*TASK BRIEF*:
Quote everything in the passage on Locke and the soul from "Since the self" down to "of a human.".

But in speaking of spirits and the soul, immense risks lurked in mechanizing and rationalizing their action. The strategy had to be to undertake investigations to demonstrate the reality of spiritual activities without reducing these to the everyday and commonplace – for that way atheism, or at least Deism, lay.

It was the booby-trapped nature of that enterprise which gave Jonathan Swift such sport at the expense of the new philosophy. His
Discourse Concerning the Mechanical Operation of the Spirit
(1710) in particular felled both religious enthusiasts and natural philosophers with one stone: once the guileless mechanical philosopher naïvely reduced the soul to a cog in a machine, the Christian cause was lost – and natural philosophers were exposed as enthusiasts themselves, no saner than the sectaries. Did this not seem to bear out Sir Thomas Browne’s fear that ‘They who wou’d prove Religion by Reason, do but weaken the cause which they endeavour to support’?

And the dilemma worsened. For it soon ceased to be intellectually kosher or politically correct for progressives to look to the sighting of witches or ghosts: that path seemed to make too many concessions to credulity and to the enthusiasts. This inevitably left the human soul more vulnerable – or still more singular.

6
JOHN LOCKE REWRITES THE SOUL
 

There is no need of debating the point about a man’s being the same person with himself at the
present time
, because a man’s own present consciousness will secure to him his own personal identity, though perhaps it will not confine it to himself alone. But the chief difficulty relates to his being the same with himself at
distant times
.

 

ISAAC WATTS

Seeking a satisfactory sense of the self, Locke, as we have seen, held that ‘this personality extends it
self
beyond present Existence to what is past, only by consciousness’. The integrity of the self from past to present thus lay not in the permanence of the flesh but upon the fine thread of consciousness or memory. What, then, of the future? What, to be precise, about that prophesied point when, at the Last Judgement, we might reach the gates of the Kingdom of Heaven?

Since the self was marked out ‘only by Identity of consciousness’, Locke took the view that on the Last Day a person would be made happy or miserable irrespective of ‘in what Bodies soever they appear or what Substances soever that consciousness adheres to’. Why was he thus indifferent to, or impatient with, bodies (‘scholastic substances’) beyond the grave? As a Christian he clearly held that in the equation of identity with self-consciousness lay the best rebuttal of materialism: whether Hobbes’s corporeal God in a corporeal heaven was in bad faith or a joke in bad taste, it needed to be seen off. And as a Christian intellectual, Locke held the understanding to be the supreme, the most divine part of a human.

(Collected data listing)
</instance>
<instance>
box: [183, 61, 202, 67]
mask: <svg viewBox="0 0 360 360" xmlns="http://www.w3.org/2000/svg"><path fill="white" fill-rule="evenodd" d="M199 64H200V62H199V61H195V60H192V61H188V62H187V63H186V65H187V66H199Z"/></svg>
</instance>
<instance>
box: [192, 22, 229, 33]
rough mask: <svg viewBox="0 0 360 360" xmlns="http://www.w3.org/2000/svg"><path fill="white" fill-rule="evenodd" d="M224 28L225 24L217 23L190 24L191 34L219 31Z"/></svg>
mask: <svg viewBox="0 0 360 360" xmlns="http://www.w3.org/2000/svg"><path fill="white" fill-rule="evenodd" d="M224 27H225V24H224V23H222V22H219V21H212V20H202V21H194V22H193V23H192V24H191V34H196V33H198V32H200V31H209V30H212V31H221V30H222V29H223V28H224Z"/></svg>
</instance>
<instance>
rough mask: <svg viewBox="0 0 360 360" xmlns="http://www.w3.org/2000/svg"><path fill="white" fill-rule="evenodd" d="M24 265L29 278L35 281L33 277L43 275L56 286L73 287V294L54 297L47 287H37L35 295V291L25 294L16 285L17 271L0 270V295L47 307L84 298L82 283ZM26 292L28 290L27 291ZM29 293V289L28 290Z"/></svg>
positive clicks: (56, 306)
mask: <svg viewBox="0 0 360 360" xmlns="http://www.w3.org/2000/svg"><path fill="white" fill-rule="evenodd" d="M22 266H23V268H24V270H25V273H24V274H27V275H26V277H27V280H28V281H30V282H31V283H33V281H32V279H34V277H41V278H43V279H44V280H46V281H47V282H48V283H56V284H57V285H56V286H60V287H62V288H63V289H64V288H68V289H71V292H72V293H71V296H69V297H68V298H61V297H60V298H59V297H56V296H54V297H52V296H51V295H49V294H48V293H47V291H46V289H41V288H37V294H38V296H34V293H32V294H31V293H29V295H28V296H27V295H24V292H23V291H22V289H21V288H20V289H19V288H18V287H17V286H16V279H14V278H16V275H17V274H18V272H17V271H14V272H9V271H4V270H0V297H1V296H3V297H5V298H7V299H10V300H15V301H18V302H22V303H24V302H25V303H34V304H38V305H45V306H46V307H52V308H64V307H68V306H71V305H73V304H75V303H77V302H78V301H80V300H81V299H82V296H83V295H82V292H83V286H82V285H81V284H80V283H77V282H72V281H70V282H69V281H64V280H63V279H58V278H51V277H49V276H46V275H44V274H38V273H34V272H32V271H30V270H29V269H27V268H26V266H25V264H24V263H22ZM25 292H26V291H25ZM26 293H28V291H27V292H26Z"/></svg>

*OUTPUT FOR THIS TASK*:
Since the self was marked out ‘only by Identity of consciousness’, Locke took the view that on the Last Day a person would be made happy or miserable irrespective of ‘in what Bodies soever they appear or what Substances soever that consciousness adheres to’. Why was he thus indifferent to, or impatient with, bodies (‘scholastic substances’) beyond the grave? As a Christian he clearly held that in the equation of identity with self-consciousness lay the best rebuttal of materialism: whether Hobbes’s corporeal God in a corporeal heaven was in bad faith or a joke in bad taste, it needed to be seen off. And as a Christian intellectual, Locke held the understanding to be the supreme, the most divine part of a human.